- Your objective:
Reproduce the section of the token rules below without any changes, starting at the words "- Reduce the" and stopping after the words "is badly injured.".

At the start of a case, the group has a number of tokens equal to the number of players (including the CM), plus one. Two of these tokens are dark, the rest are light. Under certain circumstances (detailed below), the Chill Master will add a light token. The total number of tokens can never be greater than twice the number of players (including the CM).
TURNING A TOKEN DARK
A player can turn a token dark (flipping it from the light side to the dark side) to accomplish the following:
- Add 10 to a target number. The player can turn multiple tokens this way and can do so after she has rolled the dice.
- Note that it is possible to turn a Botch into a success using tokens. For instance, in the previous example, if Connie had rolled a 77, that would be a Botch (higher than her target number and doubles), but turning a token would raise her target number high enough to be successful. She still turns a token dark from the Botch regardless, plus any tokens required to raise her target number. At that point the check is a Colossal Success in terms of what it means for the story, but the player does not turn a token light (see below).
- Activate the Art. Some characters use the Art — paranormal abilities that SAVE envoys develop through patient and careful study. Use of any discipline of the Art requires the player to turn a token dark.
- Automatically succeed on a Sensing the Unknown check. All SAVE envoys can sense the presence of the supernatural. Players can do so by rolling dice or by turning a token dark.
- Gain Insight. When a character uncovers knowledge related to her current case or when a character has direct exposure to the Unknown, the player can turn a token dark and learn or remember a relevant fact about the situation.
- Reduce the level of Trauma suffered from a Resolve check. Players make Resolve checks when their characters encounter horrific or revolting events during the game, which can result in psychological stress and fatigue.
- Save the life of an envoy. This requires that the player turn all available light tokens dark. The envoy in question survives, but is badly injured.
- NOTE: A player must turn a token dark if she rolls a Botch, or if the Chill Master rolls a Colossal Success.
TURNING A TOKEN LIGHT
The Chill Master can turn a token light (flipping it from the dark to the light side) to accomplish the following:
- Add 10 to the target number of a character under the CM’s control. The CM can turn multiple tokens this way, and can do so after she has rolled the dice. Rules for converting a Botch into a Colossal Success are the same as for players.
- Activate certain Disciplines of the Evil Way, the dark powers of the Unknown.
- Inconvenience the characters in minor, but important ways that complicate the situation. For example, the CM might turn a token light to have a character’s cell phone chime when he is trying to be stealthy, to have a character’s car break down at an inopportune time, or to have a witness panic and run away when the characters are trying help him.

- Given entries:
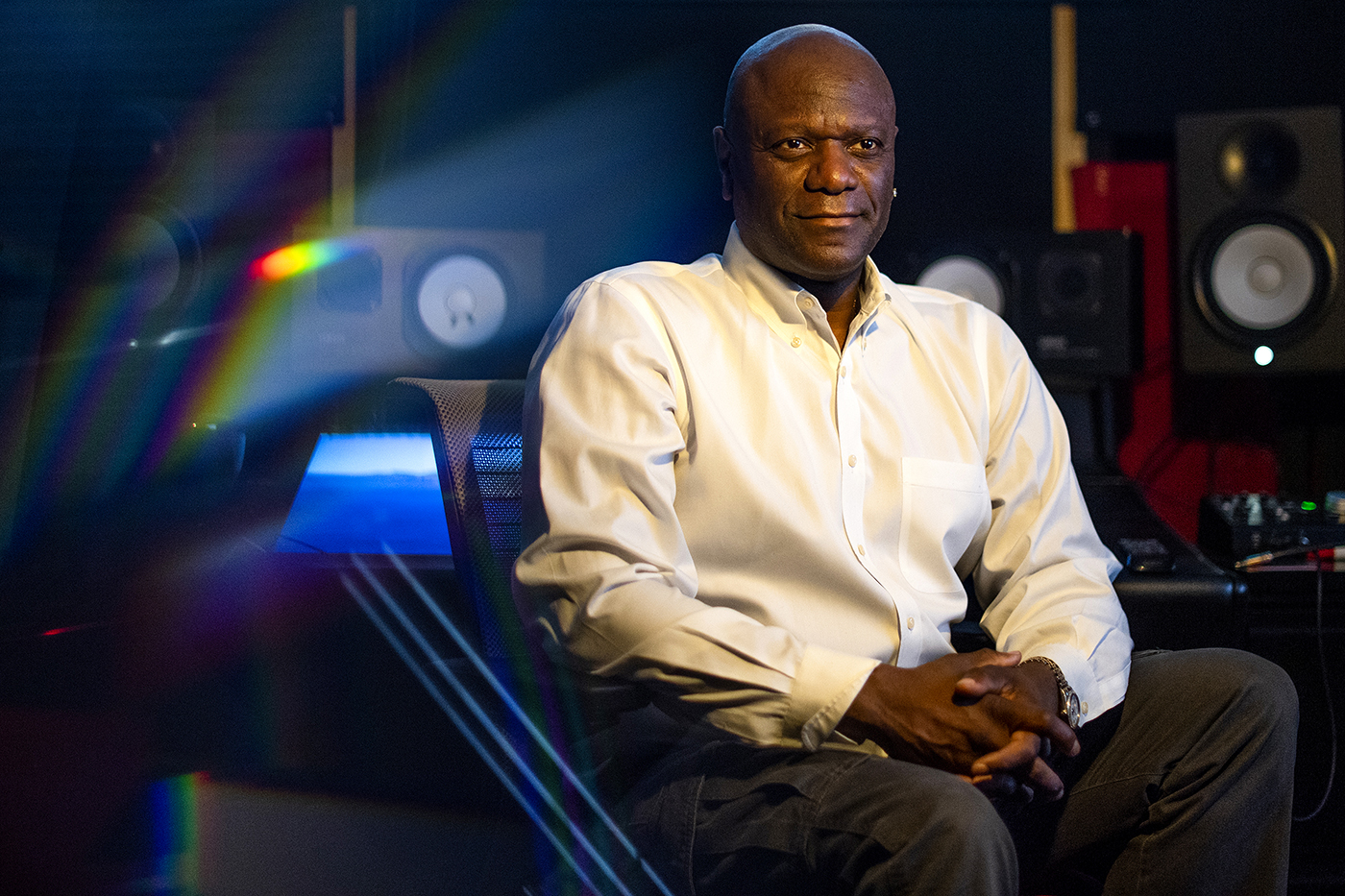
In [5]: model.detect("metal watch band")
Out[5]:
[1022,657,1080,728]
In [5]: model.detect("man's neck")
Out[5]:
[795,268,864,347]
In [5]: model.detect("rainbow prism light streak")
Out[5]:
[145,772,206,895]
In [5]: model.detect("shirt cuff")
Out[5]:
[1023,644,1130,725]
[784,644,878,749]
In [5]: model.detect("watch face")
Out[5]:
[1062,688,1079,728]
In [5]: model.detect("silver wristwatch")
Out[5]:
[1022,657,1083,731]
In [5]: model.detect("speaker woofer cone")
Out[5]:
[1191,215,1335,346]
[916,254,1006,318]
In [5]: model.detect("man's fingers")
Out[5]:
[954,665,1012,698]
[971,731,1045,776]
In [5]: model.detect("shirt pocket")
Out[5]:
[898,457,990,593]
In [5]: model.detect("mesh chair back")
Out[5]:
[396,376,527,658]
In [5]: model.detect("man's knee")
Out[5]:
[823,759,1018,892]
[1166,647,1298,732]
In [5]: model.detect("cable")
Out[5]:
[1294,563,1338,822]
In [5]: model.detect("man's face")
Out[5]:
[714,37,897,282]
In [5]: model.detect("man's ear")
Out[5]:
[714,125,733,202]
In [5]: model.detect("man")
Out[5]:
[515,26,1297,895]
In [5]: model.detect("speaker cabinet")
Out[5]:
[1177,108,1345,374]
[874,230,1143,376]
[290,228,554,376]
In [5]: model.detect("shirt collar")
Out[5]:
[723,222,888,325]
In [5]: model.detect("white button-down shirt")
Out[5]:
[515,223,1131,748]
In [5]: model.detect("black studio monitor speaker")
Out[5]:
[874,230,1143,378]
[1177,107,1345,374]
[290,228,554,378]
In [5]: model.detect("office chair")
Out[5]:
[344,378,672,896]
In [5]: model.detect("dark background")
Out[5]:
[0,0,1345,892]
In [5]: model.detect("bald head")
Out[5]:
[723,24,895,141]
[714,26,897,300]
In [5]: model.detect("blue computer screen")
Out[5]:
[276,433,452,554]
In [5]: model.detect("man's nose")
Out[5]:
[804,140,860,194]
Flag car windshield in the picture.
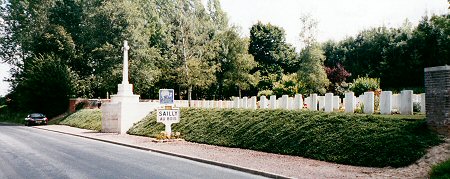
[30,113,44,117]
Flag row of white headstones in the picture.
[175,90,425,115]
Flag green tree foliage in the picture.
[216,28,259,98]
[272,73,299,97]
[12,55,76,117]
[323,14,450,89]
[350,77,380,95]
[248,22,298,90]
[297,45,330,94]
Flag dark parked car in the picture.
[25,113,48,126]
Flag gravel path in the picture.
[36,125,450,178]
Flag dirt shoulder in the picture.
[36,125,450,178]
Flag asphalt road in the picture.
[0,124,261,179]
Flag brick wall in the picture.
[424,66,450,136]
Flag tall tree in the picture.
[249,22,297,90]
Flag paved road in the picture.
[0,124,268,179]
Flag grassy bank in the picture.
[57,109,102,131]
[128,109,441,167]
[0,106,27,124]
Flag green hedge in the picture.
[0,105,27,124]
[59,109,102,131]
[128,109,442,167]
[430,159,450,179]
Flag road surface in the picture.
[0,124,262,179]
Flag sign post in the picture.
[156,108,180,137]
[156,89,180,138]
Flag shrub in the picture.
[350,77,380,95]
[128,109,441,167]
[430,159,450,179]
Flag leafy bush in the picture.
[0,105,27,124]
[11,55,75,118]
[128,109,441,167]
[350,77,380,95]
[430,159,450,179]
[59,109,102,131]
[258,90,273,97]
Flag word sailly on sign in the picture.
[156,108,180,123]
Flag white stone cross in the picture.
[122,40,130,84]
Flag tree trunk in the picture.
[188,86,192,107]
[238,86,242,98]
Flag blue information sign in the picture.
[159,89,174,105]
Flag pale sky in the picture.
[0,0,449,96]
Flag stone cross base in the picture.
[117,84,133,96]
[424,66,450,136]
[102,102,159,134]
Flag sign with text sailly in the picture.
[156,108,180,124]
[159,89,174,105]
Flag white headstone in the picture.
[333,96,341,110]
[420,93,426,113]
[269,95,278,109]
[249,96,258,109]
[324,93,333,112]
[242,96,248,109]
[363,91,375,114]
[281,95,289,109]
[317,96,326,111]
[288,97,294,110]
[305,96,311,109]
[217,100,223,109]
[310,94,317,111]
[294,94,303,109]
[392,94,400,111]
[259,95,267,109]
[344,92,356,113]
[380,91,392,114]
[400,90,413,115]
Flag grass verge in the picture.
[430,159,450,179]
[128,108,442,167]
[57,109,102,131]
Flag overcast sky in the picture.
[0,0,449,96]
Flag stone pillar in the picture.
[309,94,317,111]
[294,94,303,109]
[217,100,223,109]
[249,96,258,109]
[420,93,426,113]
[259,96,267,109]
[363,91,375,114]
[242,96,248,109]
[233,97,240,108]
[400,90,413,115]
[333,96,341,110]
[392,94,400,111]
[380,91,392,114]
[305,97,311,109]
[317,96,325,111]
[269,95,277,109]
[324,93,333,112]
[281,95,289,109]
[344,92,355,113]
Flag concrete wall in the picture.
[424,66,450,135]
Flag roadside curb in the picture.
[33,127,289,179]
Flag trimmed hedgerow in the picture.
[430,159,450,179]
[128,108,442,167]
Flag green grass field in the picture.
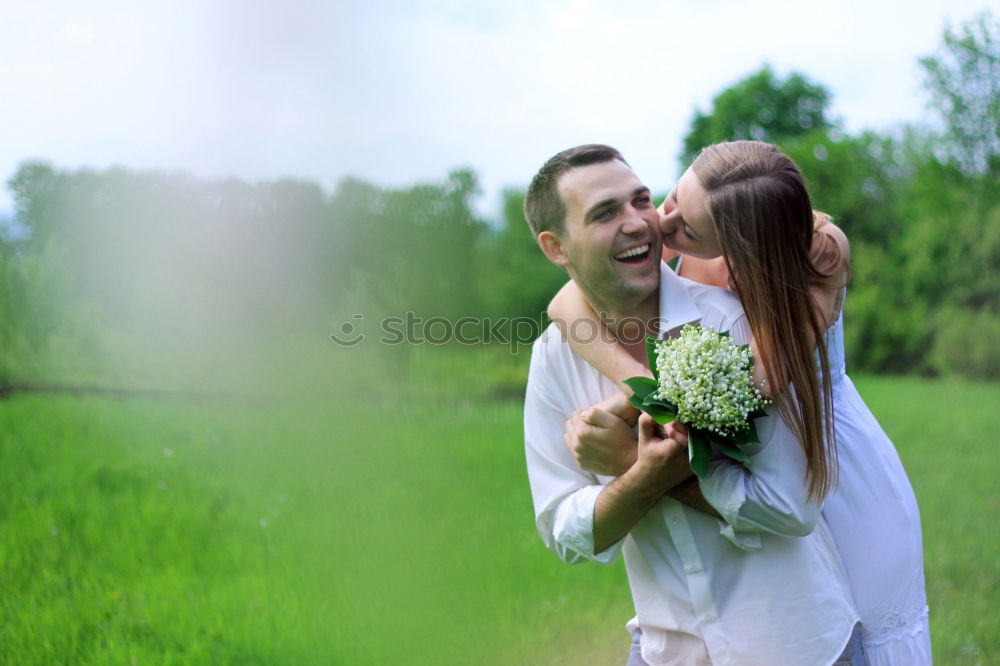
[0,349,1000,666]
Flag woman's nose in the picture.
[660,215,680,236]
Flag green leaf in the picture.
[624,377,659,400]
[688,429,712,479]
[646,335,660,381]
[639,402,677,425]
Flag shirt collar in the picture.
[660,261,702,337]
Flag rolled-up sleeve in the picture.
[524,340,621,564]
[699,408,821,550]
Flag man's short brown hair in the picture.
[524,143,628,237]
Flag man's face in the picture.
[558,160,661,303]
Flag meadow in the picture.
[0,347,1000,666]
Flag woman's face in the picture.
[659,169,722,259]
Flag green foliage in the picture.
[930,308,1000,379]
[920,11,1000,179]
[680,65,831,168]
[479,189,568,319]
[0,348,1000,666]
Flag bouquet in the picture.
[625,325,770,479]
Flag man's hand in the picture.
[629,414,692,493]
[594,391,639,426]
[594,414,691,553]
[565,403,636,476]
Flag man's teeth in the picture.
[615,243,649,259]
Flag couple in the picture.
[524,141,931,666]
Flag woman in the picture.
[550,141,931,666]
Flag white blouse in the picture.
[524,264,858,666]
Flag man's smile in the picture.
[615,243,651,264]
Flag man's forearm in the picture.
[594,465,704,555]
[594,475,722,555]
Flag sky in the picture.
[0,0,1000,216]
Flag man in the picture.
[524,145,857,666]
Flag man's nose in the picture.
[622,206,650,234]
[660,215,681,236]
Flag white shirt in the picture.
[524,264,858,666]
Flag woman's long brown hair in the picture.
[691,141,837,500]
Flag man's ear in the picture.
[538,231,569,268]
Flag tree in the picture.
[680,65,832,168]
[920,11,1000,179]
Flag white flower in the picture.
[655,326,768,436]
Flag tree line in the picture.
[0,13,1000,381]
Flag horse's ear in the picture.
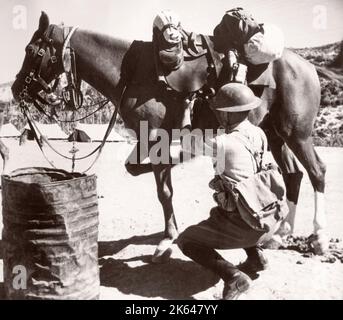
[38,11,50,33]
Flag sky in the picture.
[0,0,343,84]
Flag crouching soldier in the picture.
[178,83,288,300]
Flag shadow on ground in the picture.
[100,256,219,300]
[0,240,5,300]
[98,232,163,258]
[99,233,219,300]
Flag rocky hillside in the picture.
[294,41,343,146]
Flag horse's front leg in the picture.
[152,164,178,263]
[0,140,9,173]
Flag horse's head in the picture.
[12,12,63,102]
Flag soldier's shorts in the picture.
[177,207,279,249]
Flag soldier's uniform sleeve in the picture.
[181,130,218,157]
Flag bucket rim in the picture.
[1,167,97,186]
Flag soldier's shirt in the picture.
[182,120,267,182]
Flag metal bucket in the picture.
[2,168,100,300]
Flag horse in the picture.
[12,12,328,262]
[0,101,9,174]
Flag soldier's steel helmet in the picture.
[153,10,182,43]
[213,83,262,112]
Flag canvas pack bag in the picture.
[232,136,288,232]
[244,24,285,65]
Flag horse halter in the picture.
[19,26,83,116]
[19,28,59,104]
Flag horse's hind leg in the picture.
[261,118,303,236]
[288,137,328,254]
[152,164,178,263]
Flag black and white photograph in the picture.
[0,0,343,302]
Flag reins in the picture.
[20,27,118,173]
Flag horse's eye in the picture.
[26,46,35,56]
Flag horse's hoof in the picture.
[276,221,292,237]
[310,232,329,255]
[151,239,174,264]
[262,234,283,250]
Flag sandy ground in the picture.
[0,139,343,299]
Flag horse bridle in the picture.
[19,26,83,116]
[19,27,59,104]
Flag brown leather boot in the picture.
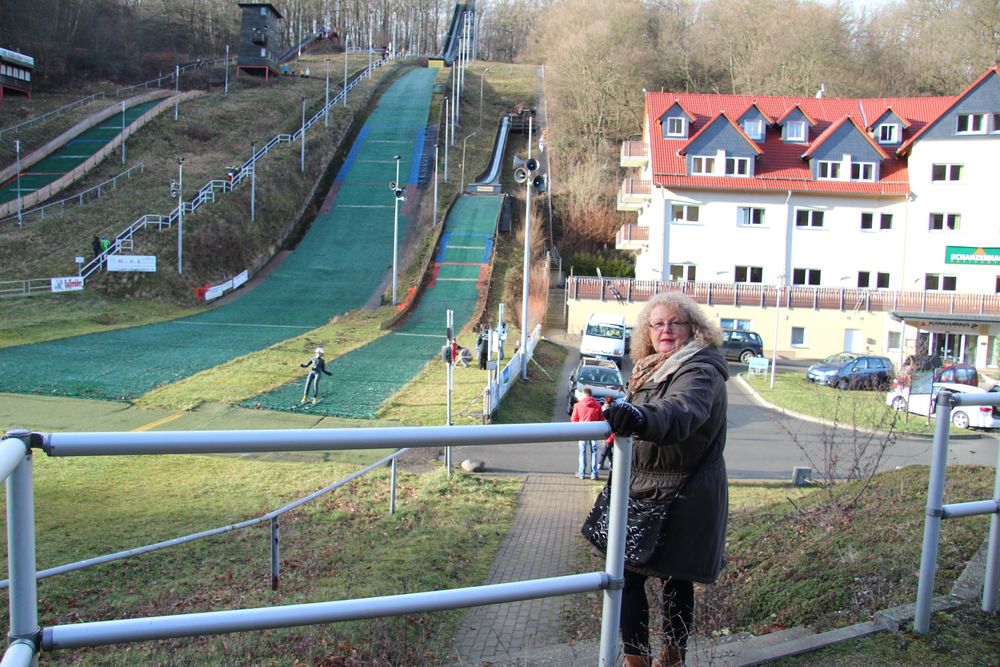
[650,642,684,667]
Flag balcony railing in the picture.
[621,141,649,168]
[568,276,1000,316]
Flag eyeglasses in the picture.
[649,320,691,331]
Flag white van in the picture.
[580,313,628,367]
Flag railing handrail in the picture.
[0,92,106,137]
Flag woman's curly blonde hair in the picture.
[629,292,722,361]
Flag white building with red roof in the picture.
[592,67,1000,367]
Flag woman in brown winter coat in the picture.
[605,293,729,667]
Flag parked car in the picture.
[722,329,764,364]
[806,352,893,389]
[566,357,625,415]
[885,372,1000,428]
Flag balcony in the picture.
[618,177,653,211]
[621,141,649,169]
[615,223,649,250]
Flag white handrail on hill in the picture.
[0,421,632,667]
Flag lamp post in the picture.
[479,67,490,127]
[250,141,257,222]
[458,132,476,194]
[771,274,785,389]
[14,139,24,227]
[177,156,184,275]
[389,155,403,306]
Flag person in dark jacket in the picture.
[604,292,729,667]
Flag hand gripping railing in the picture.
[913,390,1000,635]
[0,421,632,667]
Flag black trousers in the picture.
[621,570,694,655]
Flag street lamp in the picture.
[479,67,490,127]
[177,156,184,275]
[250,141,257,222]
[389,155,404,306]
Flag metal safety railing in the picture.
[0,422,632,667]
[913,390,1000,635]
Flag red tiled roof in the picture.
[646,82,964,196]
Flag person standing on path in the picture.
[570,387,604,479]
[604,292,729,667]
[299,347,333,405]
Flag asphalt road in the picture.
[452,339,998,480]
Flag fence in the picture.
[0,93,104,137]
[0,162,146,224]
[0,422,632,667]
[913,390,1000,635]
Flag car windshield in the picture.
[587,324,625,340]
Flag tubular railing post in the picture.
[389,456,398,514]
[271,517,281,591]
[598,437,632,667]
[983,447,1000,614]
[7,430,40,655]
[913,391,953,635]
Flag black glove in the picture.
[604,401,646,435]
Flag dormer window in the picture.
[785,120,806,143]
[878,123,899,144]
[743,118,764,141]
[955,113,986,134]
[666,116,687,137]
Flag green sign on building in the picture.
[944,245,1000,266]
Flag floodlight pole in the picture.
[521,116,533,382]
[177,156,184,275]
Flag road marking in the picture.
[132,411,187,433]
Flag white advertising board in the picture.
[108,255,156,273]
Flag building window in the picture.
[792,269,820,285]
[736,206,764,225]
[670,264,695,282]
[726,157,750,176]
[924,273,958,292]
[816,160,840,179]
[691,155,715,174]
[851,162,875,181]
[878,123,899,144]
[955,113,986,134]
[785,120,806,142]
[795,208,823,227]
[667,116,687,137]
[743,118,764,141]
[670,204,698,222]
[931,164,962,181]
[927,213,962,231]
[734,266,764,283]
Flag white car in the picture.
[885,380,1000,428]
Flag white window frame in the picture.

- Answer space:
- Reduce the level of Trauma suffered from a Resolve check. Players make Resolve checks when their characters encounter horrific or revolting events during the game, which can result in psychological stress and fatigue.
- Save the life of an envoy. This requires that the player turn all available light tokens dark. The envoy in question survives, but is badly injured.